**EXTRACTO DE PÁGINA:**
Islas Marías
Alguna vez estuve en las Islas Marías, la cárcel de leyenda negra por antonomasia —más que el antiguo Palacio Negro de Lecumberri—. Me vino a la mente, porque conocí a un señor que vivió en ese reclusorio —para reos de alta peligrosidad en su inicio; dicen que ahora otra vez lo es—. Él vivió en esas islas de niño, allí creció. Su padre, autor de más de un asesinato, fue condenado a doce años en esa cárcel de “muros de agua”, a 112 kilómetros de la costa de Nayarit, México.
Pedro, como lo llamo aquí, junto con su familia, convivió con su padre durante su condena. Me mostró una vieja fotografía tomada en la Isla Madre, donde se encuentra el penal. (No sé cómo la hicieron, no se permiten cámaras fotográficas, teléfonos móviles, grabadoras; tampoco acercarse a las playas y muelle; para moverse a otro sitio necesitan un salvoconducto, pasan lista tres veces al día y en la noche nadie sale.)
Señaló a su padre, alto, blanco, a él, dos hermanos. Creí reconocer el sitio, enfrente de la biblioteca, que si era la que yo visitaba, era parte de un conjunto: la casa de gobierno y oficinas. Me di cuenta de que no me lo contaba como una tragedia sino como algo fuera de lo ordinario. Esta foto se tomó en las Islas Marías, explicó. Éste soy yo. Ahí está mi padre, descendiente de catalanes. Luego tomó de la bolsa de su camisa una hoja que registraba la boda de sus padres en la iglesia de Balleto, como se conoce el campamento.

**REGISTROS POR PROCESAR:**
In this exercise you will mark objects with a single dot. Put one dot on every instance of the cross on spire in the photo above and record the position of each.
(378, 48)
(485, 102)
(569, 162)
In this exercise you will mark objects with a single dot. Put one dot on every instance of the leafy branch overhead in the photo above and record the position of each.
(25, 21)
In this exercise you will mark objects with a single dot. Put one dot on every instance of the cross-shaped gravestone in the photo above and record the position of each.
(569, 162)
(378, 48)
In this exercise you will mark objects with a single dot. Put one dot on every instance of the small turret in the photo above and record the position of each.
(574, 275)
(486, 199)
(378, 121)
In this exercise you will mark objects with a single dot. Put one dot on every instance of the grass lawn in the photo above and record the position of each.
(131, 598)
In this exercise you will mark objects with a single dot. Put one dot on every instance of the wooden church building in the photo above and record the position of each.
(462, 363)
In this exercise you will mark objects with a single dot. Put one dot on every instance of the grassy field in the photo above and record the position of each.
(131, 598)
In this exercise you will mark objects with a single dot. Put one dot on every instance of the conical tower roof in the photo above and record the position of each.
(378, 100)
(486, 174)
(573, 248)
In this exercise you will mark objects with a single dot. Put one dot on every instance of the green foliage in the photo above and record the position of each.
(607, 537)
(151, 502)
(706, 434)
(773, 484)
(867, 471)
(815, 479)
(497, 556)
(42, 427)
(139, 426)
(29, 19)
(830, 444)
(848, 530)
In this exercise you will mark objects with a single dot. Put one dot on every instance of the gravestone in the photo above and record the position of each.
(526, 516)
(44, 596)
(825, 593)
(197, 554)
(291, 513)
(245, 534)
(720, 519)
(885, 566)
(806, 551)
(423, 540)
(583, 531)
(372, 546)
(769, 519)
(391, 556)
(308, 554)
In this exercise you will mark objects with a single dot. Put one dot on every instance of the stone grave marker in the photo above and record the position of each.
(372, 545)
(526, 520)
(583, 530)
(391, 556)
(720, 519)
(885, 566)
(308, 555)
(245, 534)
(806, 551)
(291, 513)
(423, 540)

**TAREAS:**
- a) Entrega como CSV de dos columnas, "texto" y "respuesta", los registros desde la línea con "of the conical" hasta el final de los registros, incluida esa primera línea. Pon una fila por cada texto con su respuesta, cada valor en un solo campo entre comillas y con los saltos de línea cambiados por espacios.
- b) Continúa, por favor, el texto sobre las Islas Marías a partir de su última oración.

**RESULTADOS:**
- a)
texto,respuesta
"In this exercise you will mark objects with a single dot. Put one dot on every instance of the conical tower roof in the photo above and record the position of each.","(378, 100) (486, 174) (573, 248)"
"In this exercise you will mark objects with a single dot. Put one dot on every instance of the green foliage in the photo above and record the position of each.","(607, 537) (151, 502) (706, 434) (773, 484) (867, 471) (815, 479) (497, 556) (42, 427) (139, 426) (29, 19) (830, 444) (848, 530)"
"In this exercise you will mark objects with a single dot. Put one dot on every instance of the gravestone in the photo above and record the position of each.","(526, 516) (44, 596) (825, 593) (197, 554) (291, 513) (245, 534) (720, 519) (885, 566) (806, 551) (423, 540) (583, 531) (372, 546) (769, 519) (391, 556) (308, 554)"
"In this exercise you will mark objects with a single dot. Put one dot on every instance of the stone grave marker in the photo above and record the position of each.","(372, 545) (526, 520) (583, 530) (391, 556) (720, 519) (885, 566) (308, 555) (245, 534) (806, 551) (291, 513) (423, 540)"

- b)
Todo indica que el señor era un individuo violento. Llegaba con facilidad a los golpes, en la familia y fuera de ella. Su hijo Pedro es un hombre de casi setenta años, alto, como aquél, fuerte aún, con familia y acepta que también cometió algunos actos de violencia, sin saber que, en parte, era la que ya le habían impuesto. Pero, yo lo conocí en santa paz, trabajando, platicando, con tranquilidad.
Me contó que en esa época fue monaguillo en la iglesia de las Islas. Le dije a mi vez que yo de niño quise serlo de la iglesia de mi colonia, pero no le dije que no pude porque la única condición era que “tú y tus padres sean católicos”. Mi padre había dicho que él no era católico (siguiendo a mi abuelo que había sido carrancista y, como acostumbraban decir muchos revolucionarios, ateo). No pude mentir, y solo me excluí de lo que quise ser en un momento de mi niñez.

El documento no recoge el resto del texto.